About this task:
This exercise asks for an exact copy of every entry below, with pictures omitted.

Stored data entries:
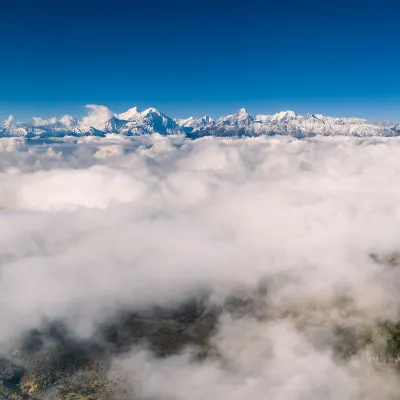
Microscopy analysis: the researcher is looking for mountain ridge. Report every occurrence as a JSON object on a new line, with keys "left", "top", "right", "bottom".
{"left": 2, "top": 107, "right": 400, "bottom": 138}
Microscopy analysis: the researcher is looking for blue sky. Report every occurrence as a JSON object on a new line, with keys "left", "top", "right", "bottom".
{"left": 1, "top": 0, "right": 399, "bottom": 122}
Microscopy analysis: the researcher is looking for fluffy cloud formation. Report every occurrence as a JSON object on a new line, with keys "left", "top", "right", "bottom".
{"left": 59, "top": 114, "right": 75, "bottom": 128}
{"left": 3, "top": 114, "right": 13, "bottom": 127}
{"left": 81, "top": 104, "right": 113, "bottom": 128}
{"left": 1, "top": 135, "right": 400, "bottom": 398}
{"left": 33, "top": 116, "right": 57, "bottom": 126}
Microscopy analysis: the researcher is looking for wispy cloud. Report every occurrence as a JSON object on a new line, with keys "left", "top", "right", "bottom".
{"left": 3, "top": 114, "right": 13, "bottom": 127}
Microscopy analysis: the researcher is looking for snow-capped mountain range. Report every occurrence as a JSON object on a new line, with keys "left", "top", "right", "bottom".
{"left": 2, "top": 106, "right": 400, "bottom": 138}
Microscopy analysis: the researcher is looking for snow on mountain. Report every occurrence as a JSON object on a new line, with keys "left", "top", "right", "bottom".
{"left": 251, "top": 111, "right": 398, "bottom": 137}
{"left": 216, "top": 108, "right": 255, "bottom": 128}
{"left": 268, "top": 110, "right": 297, "bottom": 123}
{"left": 115, "top": 107, "right": 142, "bottom": 121}
{"left": 176, "top": 115, "right": 214, "bottom": 131}
{"left": 116, "top": 107, "right": 181, "bottom": 135}
{"left": 1, "top": 106, "right": 399, "bottom": 139}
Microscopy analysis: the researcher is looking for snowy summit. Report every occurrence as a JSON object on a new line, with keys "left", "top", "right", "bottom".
{"left": 1, "top": 106, "right": 399, "bottom": 138}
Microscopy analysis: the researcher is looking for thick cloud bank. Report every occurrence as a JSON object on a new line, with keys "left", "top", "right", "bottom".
{"left": 1, "top": 135, "right": 400, "bottom": 399}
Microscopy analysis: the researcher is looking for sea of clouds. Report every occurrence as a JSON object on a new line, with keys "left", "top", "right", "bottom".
{"left": 1, "top": 134, "right": 400, "bottom": 399}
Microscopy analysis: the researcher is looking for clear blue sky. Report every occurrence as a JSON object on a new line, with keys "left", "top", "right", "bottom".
{"left": 1, "top": 0, "right": 399, "bottom": 122}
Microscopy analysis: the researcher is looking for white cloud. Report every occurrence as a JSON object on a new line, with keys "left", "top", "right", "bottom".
{"left": 59, "top": 114, "right": 75, "bottom": 128}
{"left": 3, "top": 114, "right": 13, "bottom": 127}
{"left": 33, "top": 116, "right": 57, "bottom": 126}
{"left": 1, "top": 136, "right": 400, "bottom": 398}
{"left": 111, "top": 318, "right": 399, "bottom": 400}
{"left": 81, "top": 104, "right": 113, "bottom": 128}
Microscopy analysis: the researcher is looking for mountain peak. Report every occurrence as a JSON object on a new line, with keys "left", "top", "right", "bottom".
{"left": 271, "top": 110, "right": 297, "bottom": 122}
{"left": 116, "top": 107, "right": 141, "bottom": 121}
{"left": 142, "top": 107, "right": 161, "bottom": 116}
{"left": 1, "top": 106, "right": 397, "bottom": 139}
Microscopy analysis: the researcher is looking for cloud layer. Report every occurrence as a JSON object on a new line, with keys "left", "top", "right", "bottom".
{"left": 1, "top": 135, "right": 400, "bottom": 398}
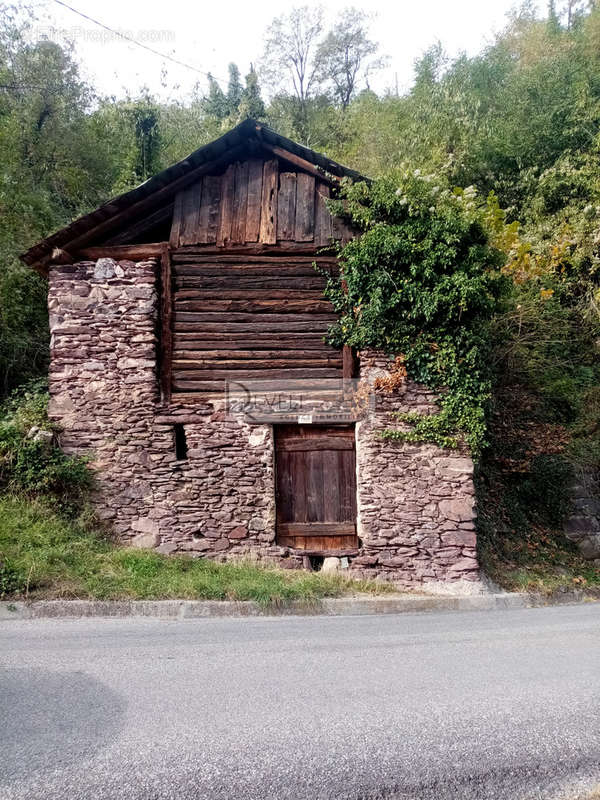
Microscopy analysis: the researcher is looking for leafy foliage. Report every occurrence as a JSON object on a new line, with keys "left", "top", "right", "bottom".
{"left": 0, "top": 381, "right": 92, "bottom": 513}
{"left": 324, "top": 172, "right": 508, "bottom": 453}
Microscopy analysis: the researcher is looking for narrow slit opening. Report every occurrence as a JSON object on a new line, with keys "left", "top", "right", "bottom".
{"left": 174, "top": 423, "right": 188, "bottom": 460}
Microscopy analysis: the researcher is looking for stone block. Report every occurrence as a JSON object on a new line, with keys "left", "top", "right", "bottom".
{"left": 438, "top": 498, "right": 475, "bottom": 523}
{"left": 131, "top": 533, "right": 160, "bottom": 549}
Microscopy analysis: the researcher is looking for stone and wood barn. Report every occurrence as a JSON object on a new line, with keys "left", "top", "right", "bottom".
{"left": 22, "top": 119, "right": 478, "bottom": 587}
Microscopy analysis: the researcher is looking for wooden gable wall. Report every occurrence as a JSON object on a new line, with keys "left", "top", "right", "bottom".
{"left": 169, "top": 157, "right": 351, "bottom": 250}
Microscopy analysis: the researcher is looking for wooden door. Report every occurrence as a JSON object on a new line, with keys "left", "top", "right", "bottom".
{"left": 275, "top": 425, "right": 357, "bottom": 553}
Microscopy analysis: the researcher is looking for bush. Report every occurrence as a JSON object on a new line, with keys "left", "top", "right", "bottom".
{"left": 0, "top": 381, "right": 92, "bottom": 513}
{"left": 0, "top": 558, "right": 26, "bottom": 598}
{"left": 325, "top": 172, "right": 509, "bottom": 453}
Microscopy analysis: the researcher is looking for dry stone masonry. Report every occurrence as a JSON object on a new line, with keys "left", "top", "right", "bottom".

Response area:
Microscopy analysis: the researcher is looking for mountain ridge. Report every occurrence as a JSON object on a new line, with keys "left", "top", "right", "bottom".
{"left": 2, "top": 107, "right": 400, "bottom": 138}
Microscopy analysis: the researcher is looking for blue sky. Report every occurrence as a JSON object on a new line, with keys "left", "top", "right", "bottom".
{"left": 1, "top": 0, "right": 399, "bottom": 122}
Microscopy analysis: the researcher is looking for fluffy cloud formation. Report every occurrence as a JSON object on a new line, with keys "left", "top", "right", "bottom".
{"left": 59, "top": 114, "right": 75, "bottom": 128}
{"left": 3, "top": 114, "right": 13, "bottom": 127}
{"left": 81, "top": 104, "right": 113, "bottom": 128}
{"left": 1, "top": 135, "right": 400, "bottom": 398}
{"left": 33, "top": 116, "right": 57, "bottom": 126}
Microscopy analysis: the researcher is looking for wispy cloud. Report every occurrence as a JSON object on a new line, with keys "left", "top", "right", "bottom".
{"left": 3, "top": 114, "right": 13, "bottom": 127}
Microscopy analysis: the researcher is looking for snow-capped mountain range. Report every occurrence as a JSON object on a new line, with keys "left", "top", "right", "bottom".
{"left": 2, "top": 106, "right": 400, "bottom": 138}
Microscopy analysis: the researcher is looking for snow on mountain. Report every occurrence as a JSON object on a new line, with keys "left", "top", "right", "bottom".
{"left": 251, "top": 111, "right": 398, "bottom": 137}
{"left": 216, "top": 108, "right": 255, "bottom": 128}
{"left": 268, "top": 110, "right": 297, "bottom": 123}
{"left": 115, "top": 107, "right": 142, "bottom": 121}
{"left": 176, "top": 115, "right": 214, "bottom": 131}
{"left": 116, "top": 107, "right": 181, "bottom": 135}
{"left": 1, "top": 106, "right": 399, "bottom": 139}
Microscopy analysis: the researcher is looking for snowy summit. Report every occurrence as a JSON object on a new line, with keys "left", "top", "right", "bottom".
{"left": 1, "top": 106, "right": 399, "bottom": 138}
Microscopy analysis: the researcher is looking for thick cloud bank. Report every occurrence as a JSON object on a new line, with keys "left", "top", "right", "bottom".
{"left": 1, "top": 135, "right": 400, "bottom": 399}
Microscopy analysis: the researcher is looking for sea of clouds. Report every occurrence as a JSON object on a new line, with keys "left", "top", "right", "bottom".
{"left": 1, "top": 134, "right": 400, "bottom": 399}
Microscopy analysis: the researcher is looking for clear blue sky. Report every occurrence as a JSON object on a new line, with keys "left", "top", "right", "bottom".
{"left": 1, "top": 0, "right": 399, "bottom": 122}
Microscopy analysis: the researcher is looking for white cloud. Report every occurrence as a JSON object on a new line, with keys "left", "top", "right", "bottom".
{"left": 59, "top": 114, "right": 75, "bottom": 128}
{"left": 3, "top": 114, "right": 13, "bottom": 127}
{"left": 33, "top": 116, "right": 57, "bottom": 126}
{"left": 1, "top": 136, "right": 400, "bottom": 398}
{"left": 111, "top": 318, "right": 399, "bottom": 400}
{"left": 81, "top": 104, "right": 113, "bottom": 128}
Microscopy analysis: the researcher is looking for mountain peak. Report every occurrence as a JSON object on a new line, with keys "left", "top", "right", "bottom".
{"left": 271, "top": 110, "right": 297, "bottom": 122}
{"left": 116, "top": 107, "right": 141, "bottom": 121}
{"left": 142, "top": 107, "right": 161, "bottom": 116}
{"left": 1, "top": 106, "right": 397, "bottom": 139}
Microscopy analysis: the researcher is looking for cloud layer. Report every occurrence as a JSON object on a new line, with keys "left", "top", "right", "bottom".
{"left": 1, "top": 135, "right": 400, "bottom": 398}
Microscopy analysis: the researcher is looking for leafy foliage. Report every occurrence as a JSON object on a new line, with keys "left", "top", "right", "bottom".
{"left": 0, "top": 381, "right": 92, "bottom": 513}
{"left": 324, "top": 172, "right": 508, "bottom": 453}
Microscopy analysis: the researcher is looking for narrow slit opening. Report every occurrence as a JSON object on a new line, with keys "left", "top", "right", "bottom".
{"left": 174, "top": 423, "right": 188, "bottom": 460}
Microscopy analysis: the researcher is looking for stone block. Report every occurrence as a JSON object on a new line, with keys "left", "top", "right", "bottom".
{"left": 438, "top": 498, "right": 475, "bottom": 523}
{"left": 131, "top": 533, "right": 160, "bottom": 549}
Microscopy analysis: the researcher is looking for stone and wood barn. Report every occurrence as a JSON object on a new line, with keys "left", "top", "right", "bottom".
{"left": 22, "top": 119, "right": 478, "bottom": 587}
Microscopy analysis: the researcher is looking for wooden gable wall. Report every occurrence as a JSON object on a new line, with keys "left", "top", "right", "bottom".
{"left": 169, "top": 157, "right": 351, "bottom": 250}
Microscopy analysis: the researcher is looking for wooden door. Report every occurrence as a JSON object on a new line, with keys "left", "top", "right", "bottom".
{"left": 275, "top": 425, "right": 357, "bottom": 553}
Microscopy analysis: the researcher is looking for bush. Report every occurrence as a JSON object on a new line, with keys "left", "top", "right", "bottom".
{"left": 0, "top": 381, "right": 92, "bottom": 513}
{"left": 0, "top": 558, "right": 26, "bottom": 598}
{"left": 325, "top": 172, "right": 509, "bottom": 453}
Microscopy analysis: the researcher is looking for dry stone masonry. Report every occurrence as a JSON object on a new line, with keys "left", "top", "right", "bottom".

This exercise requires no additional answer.